PROVIDED RECORDS:

────────

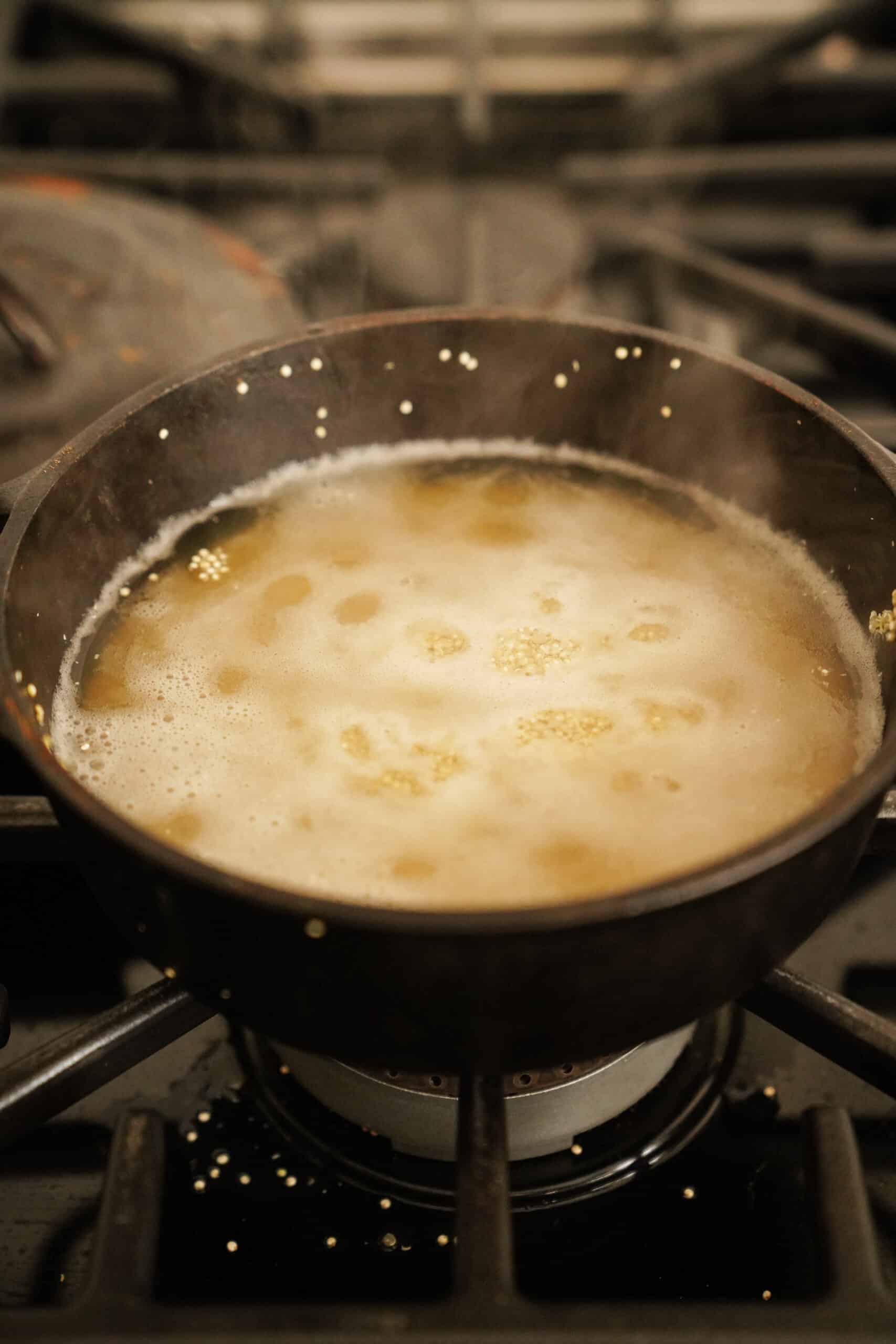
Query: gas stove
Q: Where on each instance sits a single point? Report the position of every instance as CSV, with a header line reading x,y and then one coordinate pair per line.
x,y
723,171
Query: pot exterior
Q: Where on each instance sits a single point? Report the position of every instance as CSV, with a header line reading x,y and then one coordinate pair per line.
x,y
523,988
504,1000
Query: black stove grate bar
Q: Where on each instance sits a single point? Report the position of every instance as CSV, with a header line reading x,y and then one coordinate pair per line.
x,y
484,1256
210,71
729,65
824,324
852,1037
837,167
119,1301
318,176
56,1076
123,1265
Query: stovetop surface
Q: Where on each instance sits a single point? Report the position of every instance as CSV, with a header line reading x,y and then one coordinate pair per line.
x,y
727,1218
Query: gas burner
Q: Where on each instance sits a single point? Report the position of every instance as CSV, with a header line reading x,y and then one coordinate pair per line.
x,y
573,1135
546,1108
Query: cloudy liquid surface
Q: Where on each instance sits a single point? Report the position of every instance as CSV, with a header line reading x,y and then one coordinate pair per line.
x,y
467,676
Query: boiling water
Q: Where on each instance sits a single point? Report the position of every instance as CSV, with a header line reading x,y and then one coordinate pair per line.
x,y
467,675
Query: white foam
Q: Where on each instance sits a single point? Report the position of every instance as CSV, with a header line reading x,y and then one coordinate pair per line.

────────

OBJECTIVE: Copy out every line above word for word, leaving out the picture.

OUTPUT:
Query: gas stove
Q: Where on each instance sits a single point? Report the position of every instance as CSV, with a header line reading x,y and then one coordinate pair per line.
x,y
723,171
Query: pot exterior
Q: Where on each instance sits a single point? Report the position of every instance as CSV, with a header line reading x,y and then one coordinate pair per line.
x,y
523,988
504,1000
Query: black stove grate bar
Q: Where on each instance sits a single point? Report the position of every instance as CSV, with a header line reading x,y and then one coordinate pair per line.
x,y
484,1256
210,71
729,65
824,324
852,1037
837,167
119,1301
318,176
56,1076
123,1265
Query: stovetop surface
Q: Where on each instance sits a single point? Report the position of every instance as CSV, with a header line reading x,y and then one coordinate pair per line.
x,y
727,1218
Query: gas burner
Q: Where on each instance sits a single point? Report the position of every instance as CSV, with a header line reading x,y and then one coordinate pair per line.
x,y
573,1135
546,1108
Query: cloudy liquid surface
Q: Where on each instance sits a single point? Report the position of every instance as CSV, with a header line reading x,y and then one coordinate pair per line.
x,y
467,676
Query: boiling water
Q: Where on each instance sits a single point? Report the position of every instance as CSV, with a header line reading x,y and then one coordinate pair per line.
x,y
467,675
Query: white foam
Q: Where on each instance sits a single point? Report the position of every instance as CSV, with a header line reading x,y and then one coordinate pair per line.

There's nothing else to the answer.